====== Lesetext

Das andere Extrem markiert der VW mit Werten von 14,0 Sekunden und 178 km/h. Ein schon bei 2500 Umdrehungen erreichtes Drehmomentmaximum beschert dem Passat dafür die besten Elastizitätswerte. Gute Noten verdient sich der Ford bei den Bremsen, zumindest, solange sie noch kalt sind. Mit niedrigen Pedaldrükken und Verzögerungswerten bis zu 9,9 m/s2 bremst er die Konkurrenz aus, die sich allerdings in keinem Fall zu Werten unter 9,0 m/s2 herabläßt. Bei warmer Bremse sieht das anders aus. Jetzt läuft der Opel Vectra mit 9,6 m/s2 zu großer Form auf. Geradezu besorgniserregend dagegen: der Ford mit 7,7 m/s2 und der VW Passat, der nur noch 7,3 m/s2 erreicht. Abgerechnet wird zum Schluß, wenn es ans Bezahlen geht. Die Preise der Testwagen liegen recht einheitlich um 32 500 Mark, lediglich der VW Passat tanzt mit 35 200 Mark aus der Reihe. Der nur schleppende Gebrauchtverkauf dieser für 1996 zur Ablösung anstehenden Limousine belastet die Wirtschaftlichkeitsrechnung weiter, ebenso der vergleichsweise hohe Verbrauch von 9,3 Liter Superbenzin auf 100 Kilometer.

============

◆ Arbeitsauftrag 1:
Beantworte folgende Fragen zum Text über den Autovergleich:
(a) Welchen Verzögerungswert erreicht der Opel Vectra bei warmer Bremse?
(b) Wie viel kostet der VW Passat als Testwagen?
(c) Wie hoch ist der Verbrauch der Limousine, die für 1996 zur Ablösung ansteht?
◆ Arbeitsauftrag 2: Knüpfe bitte an den Text über den Autovergleich an und schreibe ihn nach seinem letzten Satz weiter.

====== Bereitgestellte Einträge

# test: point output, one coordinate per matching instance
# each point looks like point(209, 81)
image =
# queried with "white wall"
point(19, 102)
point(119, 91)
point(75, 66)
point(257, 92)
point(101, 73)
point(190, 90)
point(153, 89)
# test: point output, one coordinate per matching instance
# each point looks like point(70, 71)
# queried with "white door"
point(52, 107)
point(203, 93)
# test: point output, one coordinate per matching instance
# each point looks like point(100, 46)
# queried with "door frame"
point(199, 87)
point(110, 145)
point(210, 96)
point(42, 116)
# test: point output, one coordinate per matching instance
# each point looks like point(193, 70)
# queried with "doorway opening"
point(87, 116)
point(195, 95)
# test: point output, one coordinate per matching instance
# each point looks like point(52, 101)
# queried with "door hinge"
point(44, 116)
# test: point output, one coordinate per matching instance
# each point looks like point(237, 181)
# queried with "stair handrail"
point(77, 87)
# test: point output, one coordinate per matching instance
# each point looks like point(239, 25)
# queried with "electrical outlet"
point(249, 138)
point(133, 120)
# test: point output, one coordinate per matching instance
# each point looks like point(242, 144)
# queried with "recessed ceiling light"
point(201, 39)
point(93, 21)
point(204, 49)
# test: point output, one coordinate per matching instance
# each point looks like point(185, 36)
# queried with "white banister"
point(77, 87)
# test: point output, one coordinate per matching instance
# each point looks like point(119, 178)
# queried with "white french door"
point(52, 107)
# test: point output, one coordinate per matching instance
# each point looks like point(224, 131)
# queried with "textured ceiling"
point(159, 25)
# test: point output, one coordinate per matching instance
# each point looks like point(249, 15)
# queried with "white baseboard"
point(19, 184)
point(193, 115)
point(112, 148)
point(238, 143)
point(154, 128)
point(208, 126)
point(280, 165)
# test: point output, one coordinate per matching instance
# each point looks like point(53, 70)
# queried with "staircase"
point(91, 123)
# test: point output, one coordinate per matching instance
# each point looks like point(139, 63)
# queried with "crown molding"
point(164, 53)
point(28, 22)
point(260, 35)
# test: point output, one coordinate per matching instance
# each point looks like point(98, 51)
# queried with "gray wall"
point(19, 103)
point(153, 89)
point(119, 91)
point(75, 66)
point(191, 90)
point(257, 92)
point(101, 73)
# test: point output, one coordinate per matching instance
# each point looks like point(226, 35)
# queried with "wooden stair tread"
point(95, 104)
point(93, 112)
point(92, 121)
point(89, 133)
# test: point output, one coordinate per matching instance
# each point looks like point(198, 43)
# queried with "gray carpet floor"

============

◆ Ergebnis 1:
(a) 9,6 m/s2
(b) 35 200 Mark
(c) 9,3 Liter Superbenzin auf 100 Kilometer

◆ Ergebnis 2:
Allein die Tatsache, daß der sonst günstigere Renault Laguna weit höhere Wartungskosten aufweist, bewahrt den Passat in dieser Wertung vor dem letzten Platz. Weit besser sieht die Kostenbilanz bei Ford und vor allem bei Opel aus. Während der Ford mit seiner günstigen Versicherungseinstufung viel Boden gutmacht, schlägt der Opel aus seinen geringen Wartungskosten und dem niedrigsten Benzinverbrauch des Testfelds Kapital. Das reicht allerdings nur, um sich in der Gesamtwertung gegen die inländische Konkurrenz durchzusetzen. Gegen den Renault Laguna kommt trotz dessen Wirtschaftlichkeits-Handikap auch der neue Opel Vectra nicht an.
Fazit
Leiser und kultiviert laufender Motor, außer auf langen Bodenwellen sehr guter Federungskomfort, der auch unter Beladung nicht leidet, sichere Fahreigenschaften. Stärkeres Untersteuern in engen Kurven, volle Beladung verschlechtert Fahrverhalten, nachlassende Bremswirkung bei hoher Beanspruchung.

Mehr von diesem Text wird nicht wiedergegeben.